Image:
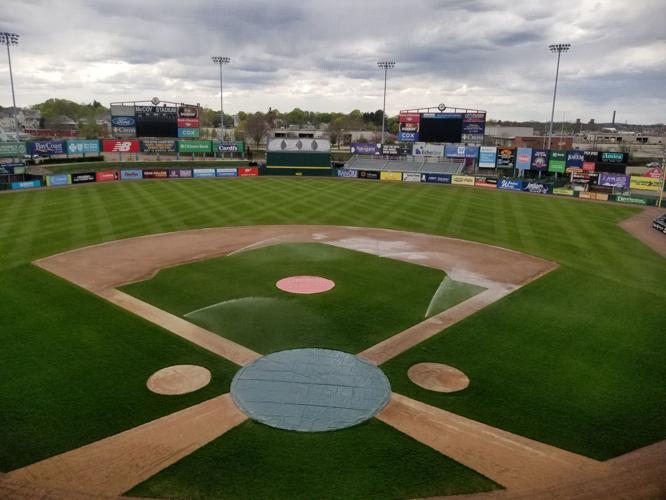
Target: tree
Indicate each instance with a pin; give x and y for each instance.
(256, 127)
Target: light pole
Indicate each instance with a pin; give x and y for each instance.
(221, 61)
(559, 48)
(11, 39)
(385, 65)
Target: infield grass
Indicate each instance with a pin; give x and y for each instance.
(575, 359)
(236, 297)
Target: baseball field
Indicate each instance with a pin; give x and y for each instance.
(571, 359)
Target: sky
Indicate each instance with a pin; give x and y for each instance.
(322, 55)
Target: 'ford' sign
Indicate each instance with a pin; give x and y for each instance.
(123, 121)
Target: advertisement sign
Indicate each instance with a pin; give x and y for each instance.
(107, 176)
(83, 147)
(158, 145)
(411, 177)
(359, 148)
(614, 180)
(645, 183)
(510, 184)
(225, 172)
(9, 149)
(123, 121)
(180, 172)
(390, 176)
(303, 145)
(58, 180)
(537, 187)
(131, 175)
(436, 178)
(203, 172)
(574, 161)
(556, 161)
(48, 147)
(524, 158)
(347, 172)
(155, 174)
(539, 159)
(427, 149)
(188, 132)
(83, 177)
(368, 174)
(506, 157)
(462, 180)
(487, 157)
(231, 147)
(120, 146)
(248, 171)
(408, 136)
(26, 184)
(454, 151)
(194, 146)
(188, 122)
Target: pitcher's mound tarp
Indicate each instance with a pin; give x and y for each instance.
(310, 390)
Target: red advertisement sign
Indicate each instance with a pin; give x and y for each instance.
(248, 172)
(410, 118)
(120, 146)
(188, 123)
(106, 176)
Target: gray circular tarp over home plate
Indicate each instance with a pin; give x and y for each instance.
(310, 390)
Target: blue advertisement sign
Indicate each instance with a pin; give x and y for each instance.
(510, 184)
(188, 132)
(48, 147)
(408, 136)
(436, 178)
(57, 180)
(131, 175)
(26, 184)
(347, 172)
(523, 158)
(83, 147)
(123, 121)
(203, 172)
(226, 172)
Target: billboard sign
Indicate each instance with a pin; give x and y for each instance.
(120, 146)
(524, 158)
(194, 146)
(83, 147)
(48, 147)
(539, 159)
(359, 148)
(614, 180)
(158, 145)
(556, 161)
(9, 149)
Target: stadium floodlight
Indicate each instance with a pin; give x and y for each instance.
(11, 39)
(221, 61)
(559, 48)
(385, 65)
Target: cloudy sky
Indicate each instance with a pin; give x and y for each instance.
(321, 55)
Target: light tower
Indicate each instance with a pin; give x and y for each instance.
(385, 65)
(559, 48)
(221, 61)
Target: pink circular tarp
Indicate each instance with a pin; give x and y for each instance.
(305, 284)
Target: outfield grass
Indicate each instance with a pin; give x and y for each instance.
(581, 351)
(236, 297)
(371, 460)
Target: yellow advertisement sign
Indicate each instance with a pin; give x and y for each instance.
(390, 176)
(462, 180)
(645, 183)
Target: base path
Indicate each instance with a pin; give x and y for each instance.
(116, 464)
(640, 226)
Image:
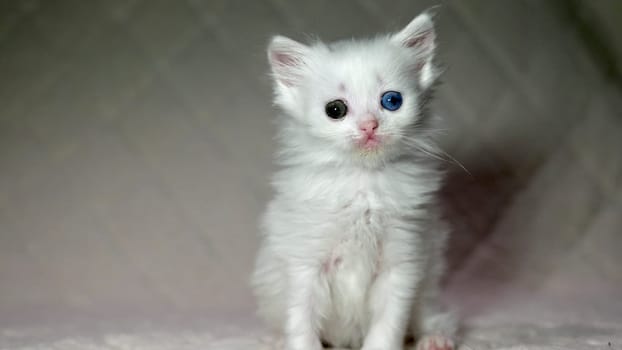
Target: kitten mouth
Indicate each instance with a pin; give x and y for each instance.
(370, 142)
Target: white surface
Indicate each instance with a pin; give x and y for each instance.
(135, 150)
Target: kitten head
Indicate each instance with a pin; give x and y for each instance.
(354, 101)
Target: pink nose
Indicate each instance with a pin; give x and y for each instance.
(368, 126)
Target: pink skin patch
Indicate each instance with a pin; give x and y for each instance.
(331, 264)
(369, 139)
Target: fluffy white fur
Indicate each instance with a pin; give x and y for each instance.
(352, 244)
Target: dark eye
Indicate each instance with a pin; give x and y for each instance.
(391, 100)
(336, 109)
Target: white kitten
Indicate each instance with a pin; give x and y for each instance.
(352, 242)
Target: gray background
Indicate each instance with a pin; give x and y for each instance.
(136, 142)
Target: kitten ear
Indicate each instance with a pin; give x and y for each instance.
(287, 59)
(420, 37)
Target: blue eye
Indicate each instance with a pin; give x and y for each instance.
(391, 100)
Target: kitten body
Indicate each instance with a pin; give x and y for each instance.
(353, 245)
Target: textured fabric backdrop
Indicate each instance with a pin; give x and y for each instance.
(135, 153)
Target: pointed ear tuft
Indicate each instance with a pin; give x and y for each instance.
(419, 34)
(420, 37)
(287, 59)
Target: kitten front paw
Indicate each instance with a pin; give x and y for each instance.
(435, 342)
(303, 343)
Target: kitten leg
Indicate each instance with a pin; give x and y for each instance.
(435, 342)
(299, 328)
(393, 298)
(435, 326)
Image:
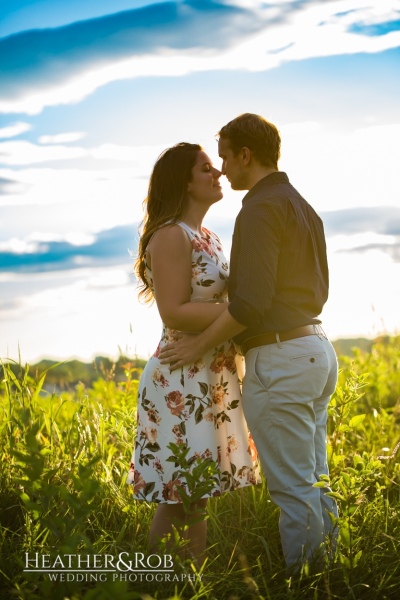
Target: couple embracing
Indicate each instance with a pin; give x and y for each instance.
(263, 313)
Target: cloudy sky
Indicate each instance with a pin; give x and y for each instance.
(91, 92)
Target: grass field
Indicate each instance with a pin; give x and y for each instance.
(64, 462)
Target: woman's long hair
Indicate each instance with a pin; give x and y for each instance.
(166, 200)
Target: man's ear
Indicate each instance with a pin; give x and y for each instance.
(245, 154)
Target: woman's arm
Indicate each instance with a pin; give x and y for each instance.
(169, 255)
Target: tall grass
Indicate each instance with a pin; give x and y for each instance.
(64, 459)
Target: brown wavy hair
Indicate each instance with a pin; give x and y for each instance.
(166, 200)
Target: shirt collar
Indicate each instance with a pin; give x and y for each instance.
(267, 181)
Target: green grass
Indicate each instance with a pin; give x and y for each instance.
(62, 491)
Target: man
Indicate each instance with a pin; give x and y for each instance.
(278, 285)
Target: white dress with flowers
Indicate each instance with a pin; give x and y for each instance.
(198, 406)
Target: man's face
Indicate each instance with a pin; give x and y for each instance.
(232, 165)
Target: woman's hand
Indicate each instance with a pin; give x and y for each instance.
(184, 351)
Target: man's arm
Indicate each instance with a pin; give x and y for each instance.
(190, 348)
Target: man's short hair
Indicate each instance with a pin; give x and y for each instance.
(257, 134)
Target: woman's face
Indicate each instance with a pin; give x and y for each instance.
(204, 186)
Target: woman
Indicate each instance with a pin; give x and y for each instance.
(198, 407)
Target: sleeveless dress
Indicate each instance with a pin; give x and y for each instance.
(198, 406)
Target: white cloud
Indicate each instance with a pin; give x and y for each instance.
(14, 129)
(62, 138)
(256, 37)
(22, 152)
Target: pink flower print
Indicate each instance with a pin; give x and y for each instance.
(175, 402)
(170, 490)
(153, 416)
(232, 445)
(151, 434)
(251, 449)
(158, 466)
(159, 378)
(217, 394)
(138, 482)
(196, 244)
(196, 368)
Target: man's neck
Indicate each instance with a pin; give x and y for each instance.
(258, 173)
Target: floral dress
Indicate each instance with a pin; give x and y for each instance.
(198, 407)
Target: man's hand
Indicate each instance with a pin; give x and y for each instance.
(184, 351)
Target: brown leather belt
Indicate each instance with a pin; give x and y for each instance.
(283, 336)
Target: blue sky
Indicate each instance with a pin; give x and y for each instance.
(91, 92)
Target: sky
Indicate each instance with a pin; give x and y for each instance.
(91, 93)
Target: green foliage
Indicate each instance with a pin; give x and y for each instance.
(65, 455)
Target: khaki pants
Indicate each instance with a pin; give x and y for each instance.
(286, 392)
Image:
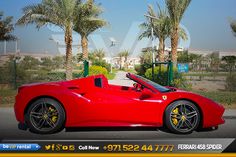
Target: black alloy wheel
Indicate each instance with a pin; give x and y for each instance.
(182, 117)
(45, 116)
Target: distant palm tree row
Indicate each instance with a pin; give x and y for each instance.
(82, 17)
(166, 24)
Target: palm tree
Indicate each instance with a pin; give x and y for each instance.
(6, 27)
(99, 54)
(58, 12)
(176, 9)
(87, 22)
(162, 27)
(233, 27)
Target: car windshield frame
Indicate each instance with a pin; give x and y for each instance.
(154, 85)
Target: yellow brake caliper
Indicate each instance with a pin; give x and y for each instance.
(54, 117)
(174, 117)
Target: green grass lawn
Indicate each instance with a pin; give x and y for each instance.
(206, 74)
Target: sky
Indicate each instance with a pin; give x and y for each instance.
(205, 21)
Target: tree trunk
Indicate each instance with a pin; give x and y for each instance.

_ _ _ _ _

### WORK TO BE COMPLETED
Rewrite the listing from the line containing "Target: tree trunk" through the end of the listing, replacing "pin" with "marker" and leaving everything else unchanged.

### OUTPUT BELOW
Target: tree trunk
Indicate each instance with a marker; give x and y for each instance.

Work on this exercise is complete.